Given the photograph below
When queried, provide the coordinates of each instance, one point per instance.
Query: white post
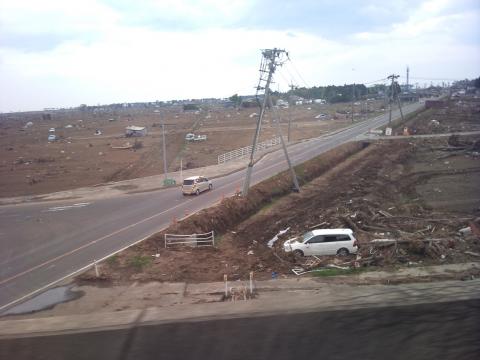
(97, 274)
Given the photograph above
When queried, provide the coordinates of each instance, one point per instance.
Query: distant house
(135, 131)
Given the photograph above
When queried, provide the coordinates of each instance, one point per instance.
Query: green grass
(139, 262)
(335, 272)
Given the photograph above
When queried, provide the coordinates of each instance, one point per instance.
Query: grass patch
(139, 262)
(335, 272)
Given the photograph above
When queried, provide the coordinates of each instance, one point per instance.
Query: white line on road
(66, 207)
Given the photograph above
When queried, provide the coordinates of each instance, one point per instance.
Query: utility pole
(393, 95)
(408, 75)
(164, 147)
(271, 58)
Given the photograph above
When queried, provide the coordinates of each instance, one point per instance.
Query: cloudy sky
(62, 53)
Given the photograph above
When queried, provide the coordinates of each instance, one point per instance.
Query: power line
(433, 79)
(298, 73)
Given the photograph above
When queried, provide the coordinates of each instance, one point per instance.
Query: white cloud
(143, 63)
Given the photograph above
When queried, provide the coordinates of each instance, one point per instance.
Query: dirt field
(419, 192)
(31, 165)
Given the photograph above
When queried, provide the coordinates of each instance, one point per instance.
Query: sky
(63, 53)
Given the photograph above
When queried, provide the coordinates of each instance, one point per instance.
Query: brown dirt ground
(30, 165)
(425, 189)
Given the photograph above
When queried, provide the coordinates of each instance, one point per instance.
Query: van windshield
(307, 236)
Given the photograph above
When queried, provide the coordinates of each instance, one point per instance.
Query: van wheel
(298, 253)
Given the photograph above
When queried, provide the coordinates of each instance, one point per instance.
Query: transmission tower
(271, 58)
(394, 95)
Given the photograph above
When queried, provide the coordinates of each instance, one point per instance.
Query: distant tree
(235, 99)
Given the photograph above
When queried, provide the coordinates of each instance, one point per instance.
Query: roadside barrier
(197, 240)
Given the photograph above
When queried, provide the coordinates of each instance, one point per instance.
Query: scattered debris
(465, 231)
(275, 238)
(472, 253)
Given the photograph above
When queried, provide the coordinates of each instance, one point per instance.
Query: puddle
(45, 300)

*Problem to work on*.
What is needed is an exact copy of every record above, minus the images.

*Your response*.
Given the photograph below
When queried, provide the coordinates of each instance, one point per instance.
Query: white post
(97, 274)
Given the photograph above
When queried, provide the coordinates of each instance, one point per instance.
Query: distant house
(135, 131)
Given the photograph above
When queried, provide the coordinates of each instance, one point per instance.
Query: green grass
(139, 262)
(335, 272)
Given the photograph above
When queried, provide the coordinates of each instance, one point per instance.
Query: grass patch
(139, 262)
(335, 272)
Given the photograph above
When queried, provide the coordinates of each instance, one point per instance.
Query: white line on road
(66, 207)
Given the photograph above
When queried, provide the coordinates of each instance, one point per instance.
Query: utility pole
(393, 95)
(408, 75)
(164, 147)
(271, 58)
Given the photograph above
When queried, provide the coordinates of each instance, one point per instance.
Query: cloudy sky
(62, 53)
Given the photograph above
When queried, provide the coordinates of each instance, one point per instance.
Query: power line
(433, 79)
(298, 73)
Given the photograph above
When queried, provide the coordinates of each instance, one point per instance.
Query: white cloud
(143, 63)
Given the photograph above
When queried, provide the coordinates of each instance, one point per instance.
Query: dirt field
(419, 192)
(31, 165)
Given the photograph above
When queried, provide the coordinates of each instance, one point per instance.
Query: sky
(63, 53)
Given the photograph above
When queried, provide the coordinates of each instance, one point per instance.
Query: brown dirt ground
(30, 165)
(425, 189)
Given the photograph above
When queried, provide the coordinates of each instance, one point per instance.
Query: van windshield
(307, 236)
Given the photograph above
When queried, provide the coordinates of each instance, one point per instance.
Query: van wheel
(298, 253)
Given the photograph above
When queried, provide the coordinates of each instance, one point per instance.
Query: transmission tower
(271, 58)
(394, 95)
Given the photograph above
When queried, provide the coordinates of each instance, one point per instance.
Query: distant tree
(235, 99)
Given the photograph above
When queried, provide the coordinates of each instance, one point per instance.
Query: roadside barrier
(197, 240)
Given the photograph above
When queried, provide the coordinates of each instance, one point per instance.
Query: scattered debris
(465, 231)
(275, 238)
(472, 253)
Given the photograph above
When queried, provide the coordinates of each instance, one point per instance.
Query: puddle
(45, 300)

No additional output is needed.